═════ SOURCE EXTRACT

January 21st, 2016 · No Comments · France, tourism, Travel

Right? This is almost impossible.

We are in France, not some theme-park version of it, and the notion of several days of bad wine or several consecutive bad baguettes … is incroyable.

Wine and baguettes? That is the heart of French cuisine.

Yet, there we are. Three bad-to-awful bottles of wine, several awful baguettes, including two in five minutes.

This cannot be happening!

OK, we will take some blame for the wine.

Two of the bottles cost very little, and a person cannot count on getting lucky with a wine that inexpensive, even in France.

Even when a paid professional talked up both of those.

One was from the domaine of the former rugby player, who may prefer beer. That syrah was weak and watery.

The second was a red, a Laval (with grenache and carignan grapes), produced locally by an Irish vigneron who, allegedly, is good at this. The only flavor it offered was a bitter tannin/sulfide blend; the Laval’s attachment to grapes was impossible to taste.

The third was also a local red, by the domaine Montpeyroux (carignan, grenache, syrah and cinsault grapes), and it was not at all smooth, verging on vinegar-y — and this one alleged to be a medal-winning wine.

And we gave each of these several hours to reveal any hidden qualities.

A confession: We did not pay more than 7.5 euros (about $8) for any of these (and about five for the third), which suggests that the Languedoc region may not be the home of hidden gems, as it was once. The pricing may have been our first warning.

The baguette situation is perplexing.

The issue begins with the lack if a bakery in our tiny town. Just not enough people to support one, apparently.

That puts us at the mercy of out-of-town boulangeries, and we have been doing a shuttle run of bad baguettes — tasteless, too crusty, too airy, too white-bread-y.

The low point came tonight in Pezenas, the “big” city of the immediate area. We were in the main shopping area, in the old part of town, and we were impressed by the outward appearance of one bakery, which had almost a Parisian feel to it, in the lighting and presentation of the wares.

The baguette was a disaster. Several hours old, and the word that came to mind was “papery”. (Also, their pain au chocolat, a sort of base line in the pastry side of things, was a big wad of dough, neither light nor flaky. Another disaster.)

We then went across the place to another bakery, presumably the arch-rivals of the first, and they handed over the same papery baguette.

(The semi-scary part of this is … perhaps this region of France prefers these bland, Wonder Bread-y baguettes — though we did not notice this in previous visits.)

Eventually, we detoured back to the one baguette we have liked so far, on the busiest street in Pezenas, at the shop of a traiteur who does a very nice job with bread, and bought what they call their festive baguette — which was substantial and tasty, and also warm, showing that it was baked after 3 p.m.

So, nearly a week in the Languedoc, one good bakery. Not good.

Back at the Cote d’Azur, we batted 1.000 on the baguette front, and very much liked the baguette tropezienne.

We plan to stay two-plus months here, so we have to get this fixed. I suspect we shall.

Step 1 on the wine front is tasting local wines before we buy them (well, duh).

Step 2 is ferreting out bakeries closer to where we are based, so we don’t have to spend a half hour or more in the round trip to Pezenas to find a decent baguette.

══════════
═════ DATA SECTION

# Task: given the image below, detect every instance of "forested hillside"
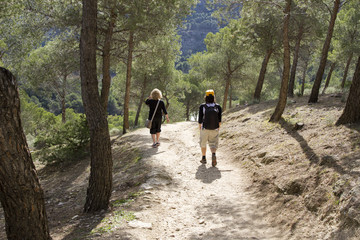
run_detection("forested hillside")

══════════

** WHAT YOU ARE ASKED TO DO **
Rewrite everything from "January 21st, 2016" down to "cannot be happening!" in the blog post on bad wine and bread in France, putting "croissants" in place of "baguettes".

** FULL SOLUTION **
January 21st, 2016 · No Comments · France, tourism, Travel

Right? This is almost impossible.

We are in France, not some theme-park version of it, and the notion of several days of bad wine or several consecutive bad croissants … is incroyable.

Wine and croissants? That is the heart of French cuisine.

Yet, there we are. Three bad-to-awful bottles of wine, several awful croissants, including two in five minutes.

This cannot be happening!